## [Task directions]
In the records below, find the line containing "the arm in the photo above.", then extract that line and all subsequent lines exactly, leaving out everything else.

☆ ☆ ☆ ☆ ☆

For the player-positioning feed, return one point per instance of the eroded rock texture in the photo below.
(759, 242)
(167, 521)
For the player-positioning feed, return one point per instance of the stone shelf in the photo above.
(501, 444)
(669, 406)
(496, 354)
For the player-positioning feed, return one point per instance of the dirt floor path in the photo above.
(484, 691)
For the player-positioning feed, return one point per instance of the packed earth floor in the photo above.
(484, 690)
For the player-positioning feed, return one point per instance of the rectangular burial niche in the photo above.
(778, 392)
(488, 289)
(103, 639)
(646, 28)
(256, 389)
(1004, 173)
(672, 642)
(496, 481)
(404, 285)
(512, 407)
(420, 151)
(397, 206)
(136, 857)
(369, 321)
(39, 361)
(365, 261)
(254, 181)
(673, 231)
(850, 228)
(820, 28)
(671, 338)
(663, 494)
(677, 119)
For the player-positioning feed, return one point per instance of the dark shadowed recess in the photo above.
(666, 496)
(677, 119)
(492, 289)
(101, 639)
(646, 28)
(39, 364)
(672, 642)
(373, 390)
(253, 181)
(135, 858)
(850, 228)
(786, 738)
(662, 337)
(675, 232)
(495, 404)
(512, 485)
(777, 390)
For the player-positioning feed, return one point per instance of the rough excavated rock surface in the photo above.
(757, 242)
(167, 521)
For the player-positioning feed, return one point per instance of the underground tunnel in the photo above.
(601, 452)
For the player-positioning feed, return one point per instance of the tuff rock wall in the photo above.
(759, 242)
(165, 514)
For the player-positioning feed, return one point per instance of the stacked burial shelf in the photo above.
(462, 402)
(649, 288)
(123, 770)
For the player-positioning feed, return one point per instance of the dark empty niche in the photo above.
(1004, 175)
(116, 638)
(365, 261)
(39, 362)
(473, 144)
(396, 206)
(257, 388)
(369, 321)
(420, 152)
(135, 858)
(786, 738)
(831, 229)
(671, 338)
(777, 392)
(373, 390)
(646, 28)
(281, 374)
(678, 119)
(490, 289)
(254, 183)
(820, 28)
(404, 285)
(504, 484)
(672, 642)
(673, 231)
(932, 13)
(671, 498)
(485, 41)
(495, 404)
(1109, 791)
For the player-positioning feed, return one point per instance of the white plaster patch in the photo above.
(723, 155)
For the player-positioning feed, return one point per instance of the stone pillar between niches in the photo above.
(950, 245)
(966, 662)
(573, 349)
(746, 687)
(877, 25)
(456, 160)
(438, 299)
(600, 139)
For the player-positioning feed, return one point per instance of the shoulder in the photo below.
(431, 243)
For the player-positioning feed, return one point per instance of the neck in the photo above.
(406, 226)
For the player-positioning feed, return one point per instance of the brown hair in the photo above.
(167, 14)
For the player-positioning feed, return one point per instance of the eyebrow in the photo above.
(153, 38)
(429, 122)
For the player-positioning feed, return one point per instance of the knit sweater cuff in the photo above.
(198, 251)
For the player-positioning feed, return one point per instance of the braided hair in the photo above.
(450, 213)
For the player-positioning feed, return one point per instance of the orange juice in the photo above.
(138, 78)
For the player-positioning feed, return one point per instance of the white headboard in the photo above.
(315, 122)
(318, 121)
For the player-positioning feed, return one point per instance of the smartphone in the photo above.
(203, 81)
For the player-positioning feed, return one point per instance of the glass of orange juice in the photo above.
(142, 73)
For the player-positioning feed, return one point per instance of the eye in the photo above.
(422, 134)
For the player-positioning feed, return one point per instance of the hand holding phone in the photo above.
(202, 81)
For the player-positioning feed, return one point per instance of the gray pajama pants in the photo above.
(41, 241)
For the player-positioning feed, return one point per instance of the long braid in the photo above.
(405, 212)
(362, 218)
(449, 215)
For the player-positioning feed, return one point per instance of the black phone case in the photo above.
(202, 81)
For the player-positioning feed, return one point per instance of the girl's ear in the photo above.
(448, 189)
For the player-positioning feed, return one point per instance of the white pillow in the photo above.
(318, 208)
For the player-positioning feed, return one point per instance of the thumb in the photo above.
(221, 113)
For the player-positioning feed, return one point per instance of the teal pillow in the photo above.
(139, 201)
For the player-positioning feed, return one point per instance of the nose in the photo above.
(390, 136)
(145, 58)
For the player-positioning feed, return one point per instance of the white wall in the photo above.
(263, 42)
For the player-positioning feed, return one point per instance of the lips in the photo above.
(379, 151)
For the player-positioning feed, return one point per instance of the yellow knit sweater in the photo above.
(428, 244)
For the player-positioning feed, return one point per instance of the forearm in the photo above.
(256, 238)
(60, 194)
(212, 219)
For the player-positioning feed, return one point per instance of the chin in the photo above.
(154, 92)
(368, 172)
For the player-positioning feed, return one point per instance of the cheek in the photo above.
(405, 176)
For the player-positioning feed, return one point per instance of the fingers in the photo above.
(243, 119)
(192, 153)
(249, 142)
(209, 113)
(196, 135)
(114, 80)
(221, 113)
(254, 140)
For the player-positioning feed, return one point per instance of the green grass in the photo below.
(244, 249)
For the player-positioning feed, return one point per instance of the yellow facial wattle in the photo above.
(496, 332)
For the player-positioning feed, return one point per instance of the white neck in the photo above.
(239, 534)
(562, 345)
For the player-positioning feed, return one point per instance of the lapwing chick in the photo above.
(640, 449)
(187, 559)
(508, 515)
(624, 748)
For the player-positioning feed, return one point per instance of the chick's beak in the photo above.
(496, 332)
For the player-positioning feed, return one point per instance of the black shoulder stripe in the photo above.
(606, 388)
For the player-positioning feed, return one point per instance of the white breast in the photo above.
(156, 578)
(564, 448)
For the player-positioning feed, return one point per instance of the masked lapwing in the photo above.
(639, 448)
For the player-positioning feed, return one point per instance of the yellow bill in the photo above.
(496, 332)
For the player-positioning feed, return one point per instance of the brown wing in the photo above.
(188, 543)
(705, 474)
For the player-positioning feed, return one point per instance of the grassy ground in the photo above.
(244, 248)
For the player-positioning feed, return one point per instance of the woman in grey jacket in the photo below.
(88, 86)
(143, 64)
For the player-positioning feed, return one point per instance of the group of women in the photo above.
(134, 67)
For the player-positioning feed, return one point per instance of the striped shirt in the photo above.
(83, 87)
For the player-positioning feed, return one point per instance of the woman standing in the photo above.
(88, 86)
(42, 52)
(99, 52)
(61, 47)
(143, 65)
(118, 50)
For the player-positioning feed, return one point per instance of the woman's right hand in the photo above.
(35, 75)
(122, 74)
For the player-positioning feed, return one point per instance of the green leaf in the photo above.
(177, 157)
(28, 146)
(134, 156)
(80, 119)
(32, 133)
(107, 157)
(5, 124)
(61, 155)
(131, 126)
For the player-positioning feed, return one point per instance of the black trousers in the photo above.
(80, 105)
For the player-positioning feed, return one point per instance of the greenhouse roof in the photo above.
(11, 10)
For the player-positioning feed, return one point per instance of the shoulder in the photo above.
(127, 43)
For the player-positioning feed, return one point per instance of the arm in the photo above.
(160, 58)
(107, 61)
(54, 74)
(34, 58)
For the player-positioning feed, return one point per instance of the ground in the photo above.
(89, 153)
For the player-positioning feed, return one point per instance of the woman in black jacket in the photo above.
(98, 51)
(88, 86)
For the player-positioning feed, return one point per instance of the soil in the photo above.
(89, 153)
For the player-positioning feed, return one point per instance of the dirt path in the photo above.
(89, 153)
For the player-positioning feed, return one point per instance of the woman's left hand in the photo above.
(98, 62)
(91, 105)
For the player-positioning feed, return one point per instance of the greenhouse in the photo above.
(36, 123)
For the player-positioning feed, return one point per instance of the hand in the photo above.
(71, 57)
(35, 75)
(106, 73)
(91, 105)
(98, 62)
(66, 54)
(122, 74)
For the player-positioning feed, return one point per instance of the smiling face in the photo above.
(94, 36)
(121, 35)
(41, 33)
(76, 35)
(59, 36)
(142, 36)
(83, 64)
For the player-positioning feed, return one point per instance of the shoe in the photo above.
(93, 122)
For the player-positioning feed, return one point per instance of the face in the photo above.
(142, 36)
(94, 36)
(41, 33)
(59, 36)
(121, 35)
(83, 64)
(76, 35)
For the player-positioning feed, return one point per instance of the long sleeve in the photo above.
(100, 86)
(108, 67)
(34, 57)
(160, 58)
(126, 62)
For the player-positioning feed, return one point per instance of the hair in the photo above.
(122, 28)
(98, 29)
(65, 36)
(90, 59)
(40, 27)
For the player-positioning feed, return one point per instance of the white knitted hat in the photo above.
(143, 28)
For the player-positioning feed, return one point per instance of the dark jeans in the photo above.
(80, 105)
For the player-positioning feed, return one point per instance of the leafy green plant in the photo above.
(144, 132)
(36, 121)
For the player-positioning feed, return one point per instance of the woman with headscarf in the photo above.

☆ ☆ ☆ ☆ ☆

## [Response below]
For the player-positioning feed, return one point per instance of the arm in the photo above.
(160, 58)
(107, 61)
(54, 74)
(34, 58)
For the player-positioning feed, return one point per instance of the ground in the photo above.
(89, 153)
For the player-positioning feed, return one point per instance of the woman in black jacket in the photo above.
(98, 51)
(88, 86)
For the player-positioning feed, return one point per instance of the soil in the photo above.
(89, 153)
For the player-positioning feed, return one point per instance of the dirt path in the photo above.
(89, 153)
For the player-positioning feed, return one point per instance of the woman's left hand in the photo above.
(98, 62)
(91, 105)
For the player-positioning feed, return one point per instance of the greenhouse in the photo above.
(36, 123)
For the player-positioning feed, return one point per instance of the hand in the photo above.
(71, 57)
(35, 75)
(106, 73)
(91, 105)
(98, 62)
(66, 54)
(122, 74)
For the player-positioning feed, return one point per instance of the smiling face in the photo above.
(94, 36)
(121, 35)
(41, 33)
(76, 35)
(59, 36)
(142, 36)
(83, 64)
For the player-positioning feed, return one point per instance of the shoe in the photo above.
(93, 122)
For the player-positioning feed, return one point per instance of the face in the photo above.
(142, 36)
(94, 36)
(41, 33)
(59, 36)
(121, 35)
(83, 64)
(76, 35)
For the player-positioning feed, return one point per instance of the long sleeve in the photo above.
(100, 86)
(108, 67)
(34, 57)
(160, 58)
(126, 62)
For the player-positioning feed, return one point per instance of the hair in the photo above.
(122, 28)
(98, 29)
(65, 36)
(90, 59)
(40, 27)
For the player-positioning feed, return one point per instance of the white knitted hat in the photo above.
(143, 28)
For the player-positioning feed, return one point per instance of the dark jeans in the photo above.
(80, 105)
For the player-positioning feed, return one point per instance of the leafy green plant in the photo above.
(144, 132)
(36, 121)
For the player-positioning feed, return one point per instance of the woman with headscarf in the photo above.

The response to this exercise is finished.